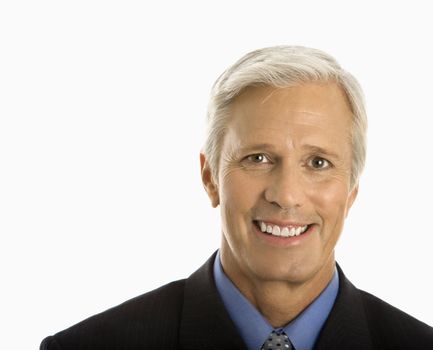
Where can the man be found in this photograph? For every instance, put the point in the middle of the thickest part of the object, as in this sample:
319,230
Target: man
282,160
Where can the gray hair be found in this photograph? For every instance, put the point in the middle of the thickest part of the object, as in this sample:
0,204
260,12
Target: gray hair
283,66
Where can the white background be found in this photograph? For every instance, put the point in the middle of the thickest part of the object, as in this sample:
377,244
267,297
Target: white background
102,110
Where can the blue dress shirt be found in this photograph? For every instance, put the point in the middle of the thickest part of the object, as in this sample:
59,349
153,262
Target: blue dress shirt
254,328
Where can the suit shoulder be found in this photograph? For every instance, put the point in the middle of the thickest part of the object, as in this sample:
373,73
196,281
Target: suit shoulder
133,322
393,328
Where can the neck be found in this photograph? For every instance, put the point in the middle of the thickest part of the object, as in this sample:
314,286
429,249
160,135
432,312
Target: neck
279,301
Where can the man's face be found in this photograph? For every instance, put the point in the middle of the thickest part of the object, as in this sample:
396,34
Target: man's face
285,168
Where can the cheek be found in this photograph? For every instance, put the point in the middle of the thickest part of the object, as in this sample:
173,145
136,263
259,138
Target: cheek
330,202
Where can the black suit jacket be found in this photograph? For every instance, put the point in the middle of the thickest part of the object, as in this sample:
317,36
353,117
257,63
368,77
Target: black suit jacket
189,314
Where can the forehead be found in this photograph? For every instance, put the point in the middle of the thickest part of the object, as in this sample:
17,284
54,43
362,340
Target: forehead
311,113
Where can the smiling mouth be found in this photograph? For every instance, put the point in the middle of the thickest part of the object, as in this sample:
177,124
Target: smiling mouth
280,231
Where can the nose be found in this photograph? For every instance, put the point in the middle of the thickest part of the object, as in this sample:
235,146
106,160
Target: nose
286,188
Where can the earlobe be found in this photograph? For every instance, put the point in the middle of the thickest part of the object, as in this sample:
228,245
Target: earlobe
208,181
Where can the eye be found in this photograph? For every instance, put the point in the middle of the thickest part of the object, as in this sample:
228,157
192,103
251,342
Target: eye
319,163
258,158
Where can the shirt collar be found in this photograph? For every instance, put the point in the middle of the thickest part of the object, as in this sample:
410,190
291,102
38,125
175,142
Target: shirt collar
254,328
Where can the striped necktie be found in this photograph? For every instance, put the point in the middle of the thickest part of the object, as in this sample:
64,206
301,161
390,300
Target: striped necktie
277,340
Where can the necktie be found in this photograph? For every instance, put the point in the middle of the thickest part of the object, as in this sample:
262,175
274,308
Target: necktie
277,340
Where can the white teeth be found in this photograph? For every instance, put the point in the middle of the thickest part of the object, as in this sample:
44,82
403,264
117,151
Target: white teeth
276,231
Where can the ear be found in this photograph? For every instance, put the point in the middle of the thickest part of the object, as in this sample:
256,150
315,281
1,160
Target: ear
352,196
208,181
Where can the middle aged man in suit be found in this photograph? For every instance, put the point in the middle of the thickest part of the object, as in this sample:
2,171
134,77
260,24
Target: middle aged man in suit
285,148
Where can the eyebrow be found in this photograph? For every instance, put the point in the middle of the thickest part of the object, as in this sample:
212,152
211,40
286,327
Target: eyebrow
271,147
317,149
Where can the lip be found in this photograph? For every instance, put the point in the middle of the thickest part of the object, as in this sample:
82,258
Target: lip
282,223
283,242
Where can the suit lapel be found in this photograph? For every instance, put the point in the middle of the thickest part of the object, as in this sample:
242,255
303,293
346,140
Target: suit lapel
205,323
346,326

* **REQUIRED TASK**
Set down only these lines, exactly: the line containing "Where can the ear be" and each line after it, through the end of the listing.

* **SOLUTION TO THIS PROBLEM**
Where can the ear be found in this photograph? For every instance, put the point in the middle of the thickest part of the object, as in this sample:
256,150
315,281
1,160
Target: ear
352,196
208,181
Where can the middle aged man in suit be found in this photograph? For every instance, put the point in the middle of the thickest part of the object, as in this sample:
2,171
134,77
260,24
Target: middle aged man in suit
285,148
Where can the eyebrow be found in this photograph? For every instance, put the point in the middle of the thickest part of the object, as in this sample:
212,152
211,40
286,327
Target: eyebrow
271,147
317,149
Where can the lip be found in this photograph? For every instance, put the point in the middle of the thickest part of the object, as in this sample:
82,258
Target: lip
282,223
283,242
Where can the suit lapel be found in this photograph? For every instance, put the point in the middle of the thickest part of the object, as in this sample:
242,255
303,293
346,140
Target: suit lapel
205,323
346,326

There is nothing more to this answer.